Report only the number of lines in the entries below that hold the word "hair".

== PROVIDED ENTRIES ==

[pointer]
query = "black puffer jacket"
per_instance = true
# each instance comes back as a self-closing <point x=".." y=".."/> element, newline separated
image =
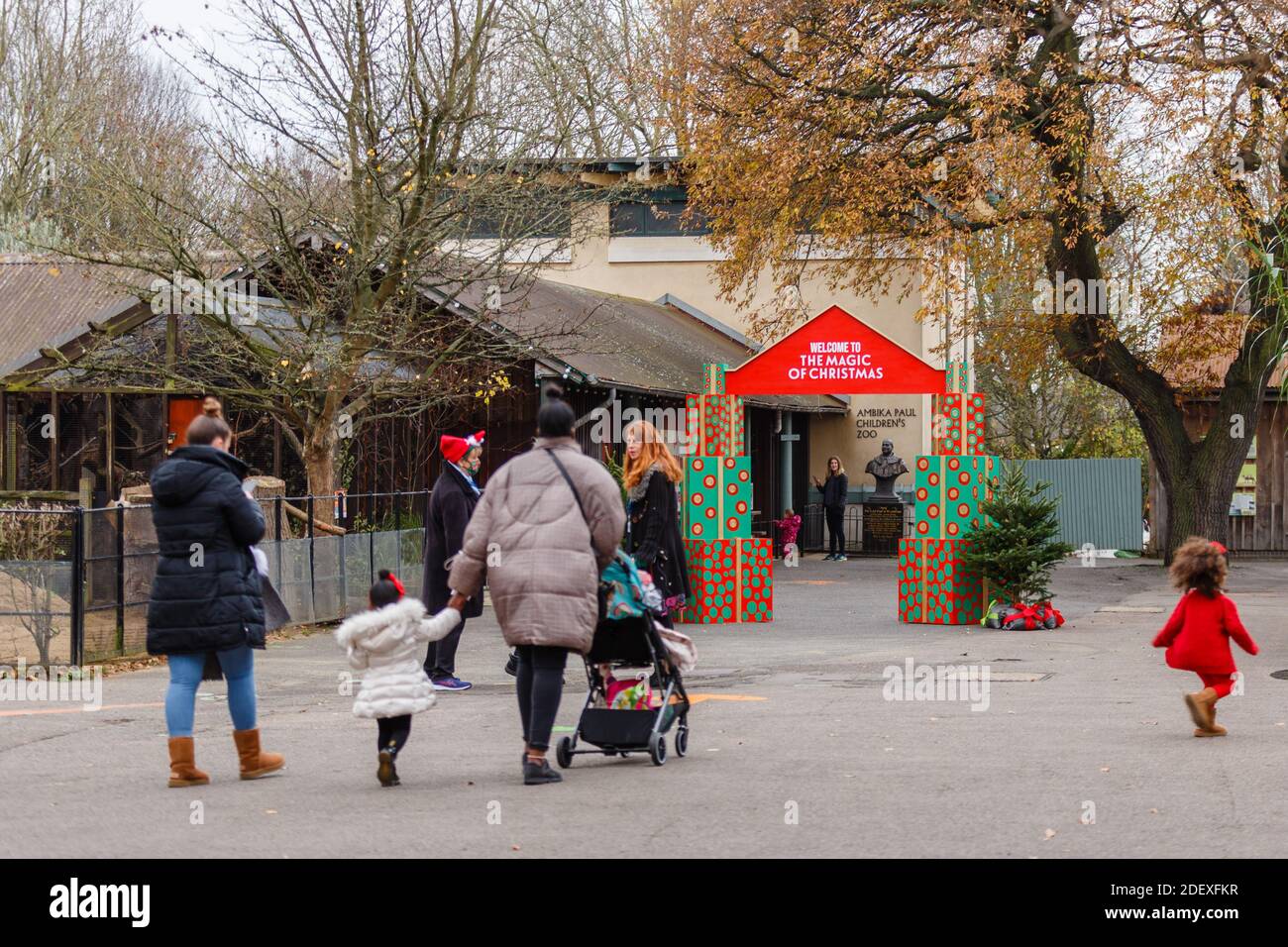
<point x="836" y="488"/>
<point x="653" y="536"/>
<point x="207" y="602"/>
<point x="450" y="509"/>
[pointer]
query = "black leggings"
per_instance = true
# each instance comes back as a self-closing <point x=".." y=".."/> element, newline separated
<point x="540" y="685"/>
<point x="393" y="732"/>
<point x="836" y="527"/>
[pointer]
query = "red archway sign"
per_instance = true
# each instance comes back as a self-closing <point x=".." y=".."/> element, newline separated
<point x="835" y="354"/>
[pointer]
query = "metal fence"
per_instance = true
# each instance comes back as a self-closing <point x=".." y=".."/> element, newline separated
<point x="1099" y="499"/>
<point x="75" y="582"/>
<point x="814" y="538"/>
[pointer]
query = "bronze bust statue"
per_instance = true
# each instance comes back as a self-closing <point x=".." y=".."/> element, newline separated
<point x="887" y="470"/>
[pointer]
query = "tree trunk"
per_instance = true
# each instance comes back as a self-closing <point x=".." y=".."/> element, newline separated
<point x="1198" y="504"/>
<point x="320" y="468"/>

===
== PROVIDED ENTRIES ==

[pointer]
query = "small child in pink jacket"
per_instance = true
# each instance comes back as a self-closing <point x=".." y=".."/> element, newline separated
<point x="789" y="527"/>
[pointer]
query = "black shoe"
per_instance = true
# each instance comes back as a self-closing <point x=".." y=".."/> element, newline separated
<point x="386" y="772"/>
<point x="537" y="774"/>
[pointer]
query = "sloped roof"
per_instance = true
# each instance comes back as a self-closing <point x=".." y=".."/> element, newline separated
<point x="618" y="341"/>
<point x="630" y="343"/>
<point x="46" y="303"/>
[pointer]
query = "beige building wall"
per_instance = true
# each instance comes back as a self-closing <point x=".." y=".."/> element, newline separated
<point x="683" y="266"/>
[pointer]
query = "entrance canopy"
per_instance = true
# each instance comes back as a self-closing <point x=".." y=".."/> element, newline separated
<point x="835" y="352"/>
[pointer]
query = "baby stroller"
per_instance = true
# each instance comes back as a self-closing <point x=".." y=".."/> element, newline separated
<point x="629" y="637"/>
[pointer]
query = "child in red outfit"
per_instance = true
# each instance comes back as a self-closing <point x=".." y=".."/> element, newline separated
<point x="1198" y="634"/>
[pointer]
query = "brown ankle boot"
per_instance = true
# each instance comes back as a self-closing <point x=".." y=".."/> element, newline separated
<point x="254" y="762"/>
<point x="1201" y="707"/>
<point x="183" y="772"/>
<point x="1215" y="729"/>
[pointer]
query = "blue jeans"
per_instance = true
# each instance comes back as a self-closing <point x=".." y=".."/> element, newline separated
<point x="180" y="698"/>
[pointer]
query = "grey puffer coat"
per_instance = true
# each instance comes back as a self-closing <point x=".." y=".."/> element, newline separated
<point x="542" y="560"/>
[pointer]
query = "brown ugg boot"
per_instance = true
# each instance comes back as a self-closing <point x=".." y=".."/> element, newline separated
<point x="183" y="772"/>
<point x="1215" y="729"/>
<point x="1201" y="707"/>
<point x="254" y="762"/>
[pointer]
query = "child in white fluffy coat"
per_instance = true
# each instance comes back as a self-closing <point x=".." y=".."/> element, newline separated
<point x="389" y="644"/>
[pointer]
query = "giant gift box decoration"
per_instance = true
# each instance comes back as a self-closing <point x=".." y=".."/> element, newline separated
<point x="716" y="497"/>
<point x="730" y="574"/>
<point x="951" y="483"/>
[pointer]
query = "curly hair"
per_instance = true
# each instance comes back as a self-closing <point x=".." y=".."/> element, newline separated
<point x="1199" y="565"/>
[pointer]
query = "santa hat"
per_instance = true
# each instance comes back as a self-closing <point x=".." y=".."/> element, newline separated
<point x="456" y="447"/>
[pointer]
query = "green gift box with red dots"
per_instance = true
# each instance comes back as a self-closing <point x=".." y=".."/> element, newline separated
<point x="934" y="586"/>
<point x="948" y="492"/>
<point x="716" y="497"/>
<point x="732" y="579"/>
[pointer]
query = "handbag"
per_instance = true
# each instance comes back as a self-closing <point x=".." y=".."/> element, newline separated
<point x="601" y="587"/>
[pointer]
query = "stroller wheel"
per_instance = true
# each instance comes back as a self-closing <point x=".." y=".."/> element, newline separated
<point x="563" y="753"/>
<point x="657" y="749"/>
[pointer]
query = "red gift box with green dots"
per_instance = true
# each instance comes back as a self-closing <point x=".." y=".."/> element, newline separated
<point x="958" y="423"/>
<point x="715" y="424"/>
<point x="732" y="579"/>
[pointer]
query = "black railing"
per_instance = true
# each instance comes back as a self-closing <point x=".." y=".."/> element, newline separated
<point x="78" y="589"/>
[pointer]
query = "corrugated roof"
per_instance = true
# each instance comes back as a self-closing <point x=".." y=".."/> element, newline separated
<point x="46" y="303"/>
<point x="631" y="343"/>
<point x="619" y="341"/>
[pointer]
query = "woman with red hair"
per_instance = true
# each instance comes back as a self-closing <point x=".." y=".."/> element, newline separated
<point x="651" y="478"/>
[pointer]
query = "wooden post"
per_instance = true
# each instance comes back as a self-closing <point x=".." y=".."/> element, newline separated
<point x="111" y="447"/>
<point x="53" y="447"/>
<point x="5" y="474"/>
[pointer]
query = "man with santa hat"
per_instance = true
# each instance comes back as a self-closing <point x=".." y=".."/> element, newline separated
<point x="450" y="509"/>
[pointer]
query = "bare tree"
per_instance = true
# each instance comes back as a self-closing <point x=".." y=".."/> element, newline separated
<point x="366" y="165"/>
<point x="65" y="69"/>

===

> **RESPONSE AREA**
2